Would you please return the data below verbatim, without its pictures?

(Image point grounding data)
[Start of section]

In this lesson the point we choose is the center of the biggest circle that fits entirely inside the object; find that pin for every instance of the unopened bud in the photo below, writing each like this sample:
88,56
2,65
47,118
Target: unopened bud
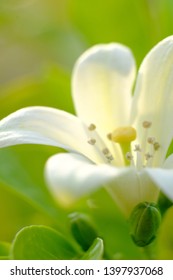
82,230
144,223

[End of section]

Your response:
In this lesson the point we choose is the center of the biggest circle that fits entirely inside the object; find that pin for every instance of the unopened bud in the photo below, writing each like this sample:
88,56
2,65
47,118
Target: unopened bud
82,230
144,223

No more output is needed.